## Assigned task:
Repeat the entries that follow verbatim, without any of their pictures.

Dataset entries

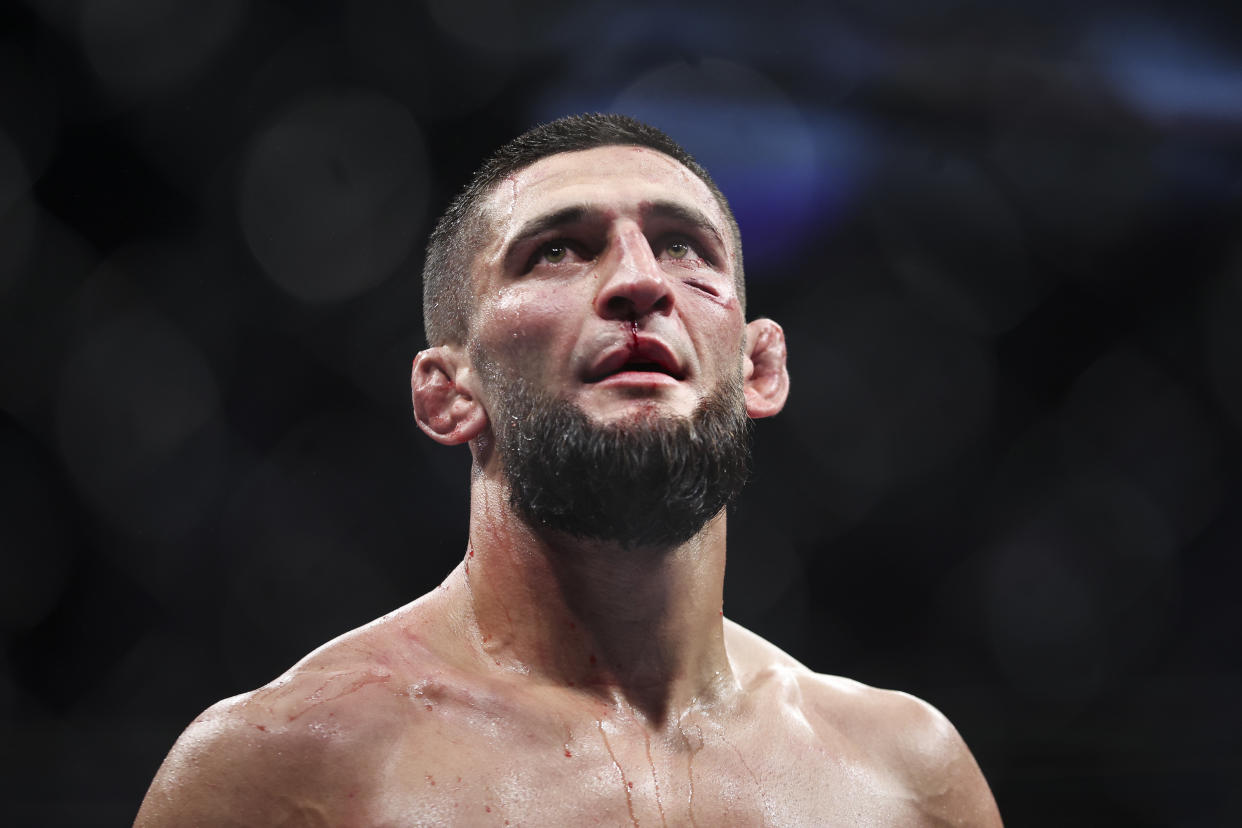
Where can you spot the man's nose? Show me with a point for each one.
(636, 284)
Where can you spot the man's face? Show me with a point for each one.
(607, 283)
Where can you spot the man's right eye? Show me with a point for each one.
(554, 253)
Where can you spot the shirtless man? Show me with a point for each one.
(585, 310)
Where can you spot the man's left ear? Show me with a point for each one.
(765, 379)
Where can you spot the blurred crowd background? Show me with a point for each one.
(1005, 242)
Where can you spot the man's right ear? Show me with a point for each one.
(445, 406)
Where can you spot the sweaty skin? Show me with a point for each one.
(552, 680)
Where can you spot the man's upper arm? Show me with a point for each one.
(232, 769)
(942, 771)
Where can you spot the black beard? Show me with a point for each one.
(646, 482)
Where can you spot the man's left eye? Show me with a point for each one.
(678, 250)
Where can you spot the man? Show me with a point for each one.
(584, 306)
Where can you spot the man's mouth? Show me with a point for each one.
(643, 356)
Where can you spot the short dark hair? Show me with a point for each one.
(446, 273)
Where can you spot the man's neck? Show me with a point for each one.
(639, 627)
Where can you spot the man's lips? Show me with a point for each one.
(641, 356)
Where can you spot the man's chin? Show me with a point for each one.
(637, 474)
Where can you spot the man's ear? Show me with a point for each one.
(765, 379)
(445, 405)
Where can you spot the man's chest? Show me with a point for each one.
(598, 772)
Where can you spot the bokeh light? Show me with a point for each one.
(332, 193)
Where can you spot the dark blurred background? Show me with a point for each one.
(1004, 241)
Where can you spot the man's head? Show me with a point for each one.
(599, 334)
(455, 241)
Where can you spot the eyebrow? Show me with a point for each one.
(580, 212)
(682, 214)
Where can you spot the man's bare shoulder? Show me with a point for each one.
(908, 738)
(304, 747)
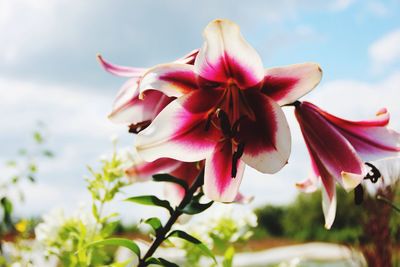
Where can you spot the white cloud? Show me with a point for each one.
(377, 8)
(385, 51)
(339, 5)
(67, 110)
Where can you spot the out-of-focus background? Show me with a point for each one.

## Task output:
Where can you spot the man's nose? Show me with a point for each one.
(636, 284)
Where can you spot the man's face? Show me with a point for each one.
(607, 283)
Where can you spot the man's right eye? Show me with a point for each one.
(554, 253)
Where can you spot the shirtless man? Show me with a point for each one.
(585, 310)
Where can you spot the man's left ear? Show me with a point for each one.
(765, 379)
Where can you spot the blurred crowd background? Show me with a point for each one.
(1005, 242)
Where can you spot the man's right ear? Show me with a point for each one.
(445, 406)
Where can you spot the sweaty skin? Show me with a point for each one.
(552, 680)
Where can you spot the man's upper arm? Show me with a point for each one.
(232, 769)
(942, 771)
Where can you spot the black beard? Show me with a point for each one.
(646, 482)
Where can you spot the man's left eye? Show me with a point for each one.
(678, 250)
Where can you spot the man? Show me with a point for each one.
(584, 306)
Where can you spot the man's mouth? Show me with a point for each one.
(643, 356)
Where can you spot the short dark hair? Show me with a point for each one.
(446, 273)
Where can you spot the man's neck? Show me with a point for each one.
(639, 627)
Where can you spot the man's lips? Show me with a point for each one.
(641, 356)
Where can you spot the man's chin? Show me with a point for each one.
(637, 474)
Where can you spot the man's ear? Show me with a point for each one.
(765, 379)
(445, 405)
Where can you spot the man's chest? Show me with a point for each one.
(598, 772)
Where can you spot the bokeh light? Show me with a point for each one.
(332, 193)
Where can you spot the dark blurred background? Show me with a point for each one.
(1004, 241)
Where can you spot the man's head? Show me with a point for each one.
(599, 334)
(455, 241)
Where can you spot the eyebrow? Show me with a point for each one.
(580, 212)
(682, 214)
Where can you spot the man's bare shoulder? Show me with a point for each one.
(908, 738)
(304, 747)
Where can you spot the white cloud? Show me with a point for each one.
(377, 8)
(385, 51)
(339, 5)
(67, 110)
Where can you spot the out-of-focus background? Show me with a point for each one.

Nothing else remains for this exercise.